EXERCISE OBJECTIVE :: Write the entries below out again without a single difference.

• • • •

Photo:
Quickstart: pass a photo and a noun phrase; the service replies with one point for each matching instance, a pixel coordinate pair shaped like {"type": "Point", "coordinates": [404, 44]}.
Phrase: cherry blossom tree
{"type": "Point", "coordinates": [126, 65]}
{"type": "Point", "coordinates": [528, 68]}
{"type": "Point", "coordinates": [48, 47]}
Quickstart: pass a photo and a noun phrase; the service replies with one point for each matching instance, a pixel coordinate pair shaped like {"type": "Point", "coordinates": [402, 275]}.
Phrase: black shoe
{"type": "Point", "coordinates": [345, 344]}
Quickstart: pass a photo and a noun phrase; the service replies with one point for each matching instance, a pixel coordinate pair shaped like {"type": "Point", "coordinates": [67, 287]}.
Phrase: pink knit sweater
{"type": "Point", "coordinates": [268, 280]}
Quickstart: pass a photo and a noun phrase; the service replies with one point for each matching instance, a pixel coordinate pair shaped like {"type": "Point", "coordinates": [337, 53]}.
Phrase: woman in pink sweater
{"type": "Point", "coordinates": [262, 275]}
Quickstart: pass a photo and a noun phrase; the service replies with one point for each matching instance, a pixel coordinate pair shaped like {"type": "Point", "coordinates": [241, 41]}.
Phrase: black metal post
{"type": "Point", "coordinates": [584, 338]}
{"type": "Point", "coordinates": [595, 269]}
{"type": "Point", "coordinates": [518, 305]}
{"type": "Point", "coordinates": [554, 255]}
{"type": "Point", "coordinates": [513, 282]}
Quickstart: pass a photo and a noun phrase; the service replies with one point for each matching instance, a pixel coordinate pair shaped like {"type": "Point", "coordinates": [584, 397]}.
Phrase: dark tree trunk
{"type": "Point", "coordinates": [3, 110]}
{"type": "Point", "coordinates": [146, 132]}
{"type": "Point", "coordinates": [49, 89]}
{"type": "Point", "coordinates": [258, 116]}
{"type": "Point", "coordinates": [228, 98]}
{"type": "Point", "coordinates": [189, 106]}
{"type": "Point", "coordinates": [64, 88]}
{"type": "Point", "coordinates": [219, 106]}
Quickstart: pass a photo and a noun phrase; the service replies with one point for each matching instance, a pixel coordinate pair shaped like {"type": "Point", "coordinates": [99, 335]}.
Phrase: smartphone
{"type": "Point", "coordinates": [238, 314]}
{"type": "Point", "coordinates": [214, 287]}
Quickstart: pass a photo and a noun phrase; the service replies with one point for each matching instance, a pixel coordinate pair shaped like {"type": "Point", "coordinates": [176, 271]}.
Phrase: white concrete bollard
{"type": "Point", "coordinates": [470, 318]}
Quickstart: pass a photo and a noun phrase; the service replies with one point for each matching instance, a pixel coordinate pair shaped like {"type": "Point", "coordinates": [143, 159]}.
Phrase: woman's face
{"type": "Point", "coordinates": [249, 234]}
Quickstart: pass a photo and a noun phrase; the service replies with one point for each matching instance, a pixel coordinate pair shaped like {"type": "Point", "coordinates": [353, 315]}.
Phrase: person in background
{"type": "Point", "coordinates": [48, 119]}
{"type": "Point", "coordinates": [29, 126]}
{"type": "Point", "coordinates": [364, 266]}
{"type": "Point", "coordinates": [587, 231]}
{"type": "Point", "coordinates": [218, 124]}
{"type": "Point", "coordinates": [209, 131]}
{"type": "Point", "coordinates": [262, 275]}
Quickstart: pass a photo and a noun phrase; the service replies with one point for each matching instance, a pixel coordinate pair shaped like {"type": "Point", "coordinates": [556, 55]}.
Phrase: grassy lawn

• • • •

ANSWER FOR THIS EXERCISE ::
Photo:
Quickstart: pass a photo and a noun phrase; the service replies with one point for each matching instance, a pixel coordinate pair shaped like {"type": "Point", "coordinates": [404, 44]}.
Phrase: cherry blossom tree
{"type": "Point", "coordinates": [126, 65]}
{"type": "Point", "coordinates": [528, 68]}
{"type": "Point", "coordinates": [48, 47]}
Quickstart: pass a photo and a noun phrase; the service replies with one point for each matching instance, a pixel coordinate pair shaped like {"type": "Point", "coordinates": [402, 275]}.
Phrase: black shoe
{"type": "Point", "coordinates": [345, 344]}
Quickstart: pass a photo and a noun phrase; the service replies with one point for each matching instance, a pixel coordinate pair shaped like {"type": "Point", "coordinates": [67, 287]}.
Phrase: pink knit sweater
{"type": "Point", "coordinates": [268, 280]}
Quickstart: pass a photo and a noun phrase; the service replies with one point for each matching instance, a pixel coordinate pair shaped like {"type": "Point", "coordinates": [337, 53]}.
Phrase: woman in pink sweater
{"type": "Point", "coordinates": [262, 275]}
Quickstart: pass a photo and a noun phrase; the service replies with one point for each matching instance, a pixel coordinate pair shaped like {"type": "Point", "coordinates": [241, 41]}.
Phrase: black metal post
{"type": "Point", "coordinates": [584, 338]}
{"type": "Point", "coordinates": [595, 269]}
{"type": "Point", "coordinates": [518, 305]}
{"type": "Point", "coordinates": [554, 255]}
{"type": "Point", "coordinates": [513, 282]}
Quickstart: pass a photo and a noun phrase; the service replies with one point for each matching instance, a pixel coordinate pair shaped like {"type": "Point", "coordinates": [584, 397]}.
Phrase: dark tree trunk
{"type": "Point", "coordinates": [3, 110]}
{"type": "Point", "coordinates": [146, 132]}
{"type": "Point", "coordinates": [49, 89]}
{"type": "Point", "coordinates": [258, 116]}
{"type": "Point", "coordinates": [228, 98]}
{"type": "Point", "coordinates": [189, 106]}
{"type": "Point", "coordinates": [64, 88]}
{"type": "Point", "coordinates": [219, 106]}
Quickstart: pass a photo and a noun phrase; the service replies with one point for each matching instance, a pixel coordinate pair shaped like {"type": "Point", "coordinates": [99, 335]}.
Phrase: smartphone
{"type": "Point", "coordinates": [238, 314]}
{"type": "Point", "coordinates": [214, 287]}
Quickstart: pass a photo and a noun phrase; the service replies with one point for each matching instance, a pixel coordinate pair shaped like {"type": "Point", "coordinates": [176, 271]}.
Phrase: white concrete bollard
{"type": "Point", "coordinates": [470, 318]}
Quickstart: pass a photo and a noun phrase; the service replies with one point for each matching instance, a pixel coordinate pair shaped like {"type": "Point", "coordinates": [143, 159]}.
Phrase: woman's face
{"type": "Point", "coordinates": [249, 234]}
Quickstart: pass a photo and a noun phrase; the service replies with one point for each matching instance, a pixel coordinate pair shaped like {"type": "Point", "coordinates": [353, 315]}.
Phrase: person in background
{"type": "Point", "coordinates": [48, 119]}
{"type": "Point", "coordinates": [29, 126]}
{"type": "Point", "coordinates": [364, 266]}
{"type": "Point", "coordinates": [587, 231]}
{"type": "Point", "coordinates": [218, 124]}
{"type": "Point", "coordinates": [209, 131]}
{"type": "Point", "coordinates": [262, 275]}
Quickstart: pass a photo and a noun phrase; the service replies with one point for each matching instance, a pixel coordinate pair shaped like {"type": "Point", "coordinates": [556, 55]}.
Phrase: grassy lawn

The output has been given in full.